任务说明 →
a. 根据摘录，过去十年CEEE团队做过大约多少个影响评估项目？
b. 请从摘录中照原文引用一段文字，从“2017年5月9日,在资助者”开始，一直到“查、随机干预、价值验证等的项目评估方法。”为止。
c. 用两句话概括这篇摘录。

文本摘录 →
===============
2017年5月9日,在资助者圆桌论坛副秘书长张帆的引荐下,CEEE助理教授、农村教育行动计划(REAP)“养育未来”项目负责人之一白钰和CEEE所长史耀疆拜访了三一基金会。
“第一次了解到有一个基金会在做‘科学公益’,与CEEE非常契合。”白钰回忆道。
“三一学者”白钰
CEEE致力于通过政策模拟实验研究,为教育政策的制定提供研究数据支持,推动研究结果向行动转化,从而促成教育公平。白钰所在的REAP团队,面对中国农村婴幼儿发展严重滞后的问题,他们给出解决方案:在农村建立养育中心,为贫困农村 0—3 岁婴幼儿家庭提供有质量的科学养育指导服务。
那次拜访之后没多久,三一基金会的“E掘行动”就决定资助白钰负责的“养育未来”,以及关宏宇负责的“看清未来”项目。
随后,史耀疆提出一个新想法:双方是否可以合作做一个“三一学者”项目,一是为愿意到西部沉下心做农村发展的青年教师提供资金支持,二是推动影响评估领域的发展。过去十年,CEEE团队做过约50个影响评估项目,约占同期国内影响评估项目总数的四分之一。影响评估是一套包括数据收集、抽样调查、随机干预、价值验证等的项目评估方法。
===============
所给材料 →
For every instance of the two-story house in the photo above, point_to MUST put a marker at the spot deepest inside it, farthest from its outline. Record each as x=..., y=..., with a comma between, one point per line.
===============
练习答案 →
a. 约50个。

b.
2017年5月9日,在资助者圆桌论坛副秘书长张帆的引荐下,CEEE助理教授、农村教育行动计划(REAP)“养育未来”项目负责人之一白钰和CEEE所长史耀疆拜访了三一基金会。
“第一次了解到有一个基金会在做‘科学公益’,与CEEE非常契合。”白钰回忆道。
“三一学者”白钰
CEEE致力于通过政策模拟实验研究,为教育政策的制定提供研究数据支持,推动研究结果向行动转化,从而促成教育公平。白钰所在的REAP团队,面对中国农村婴幼儿发展严重滞后的问题,他们给出解决方案:在农村建立养育中心,为贫困农村 0—3 岁婴幼儿家庭提供有质量的科学养育指导服务。
那次拜访之后没多久,三一基金会的“E掘行动”就决定资助白钰负责的“养育未来”,以及关宏宇负责的“看清未来”项目。
随后,史耀疆提出一个新想法:双方是否可以合作做一个“三一学者”项目,一是为愿意到西部沉下心做农村发展的青年教师提供资金支持,二是推动影响评估领域的发展。过去十年,CEEE团队做过约50个影响评估项目,约占同期国内影响评估项目总数的四分之一。影响评估是一套包括数据收集、抽样调查、随机干预、价值验证等的项目评估方法。

c. 2017年5月9日，白钰和史耀疆拜访了三一基金会，此后不久，基金会的“E掘行动”决定资助“养育未来”和“看清未来”项目。随后史耀疆提议双方合作开展“三一学者”项目，一方面为愿意到西部做农村发展的青年教师提供资金支持，另一方面推动影响评估领域的发展。